--- What is asked ---
Repeat the material below word for word, leaving out the pictures.

[Start of Records to process]

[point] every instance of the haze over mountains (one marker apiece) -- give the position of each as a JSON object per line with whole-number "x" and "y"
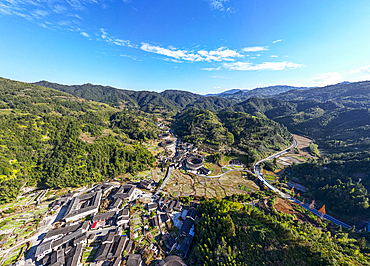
{"x": 242, "y": 95}
{"x": 332, "y": 113}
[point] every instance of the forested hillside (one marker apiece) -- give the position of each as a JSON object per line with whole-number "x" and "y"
{"x": 202, "y": 126}
{"x": 258, "y": 137}
{"x": 229, "y": 233}
{"x": 340, "y": 181}
{"x": 265, "y": 92}
{"x": 336, "y": 128}
{"x": 354, "y": 95}
{"x": 145, "y": 100}
{"x": 49, "y": 138}
{"x": 254, "y": 136}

[End of Records to process]

--- Task output ---
[point] every instance of the haze over mountains (one marker apiece) -- give the position of each as a JSON object per line with whole-number "x" and "y"
{"x": 242, "y": 95}
{"x": 332, "y": 113}
[point] every instance of the forested hillside (one marker apiece) -- give the position of each as a JSON object per line with whole-number "x" and "y"
{"x": 202, "y": 126}
{"x": 258, "y": 137}
{"x": 229, "y": 233}
{"x": 340, "y": 181}
{"x": 265, "y": 92}
{"x": 336, "y": 128}
{"x": 354, "y": 95}
{"x": 145, "y": 100}
{"x": 49, "y": 138}
{"x": 254, "y": 136}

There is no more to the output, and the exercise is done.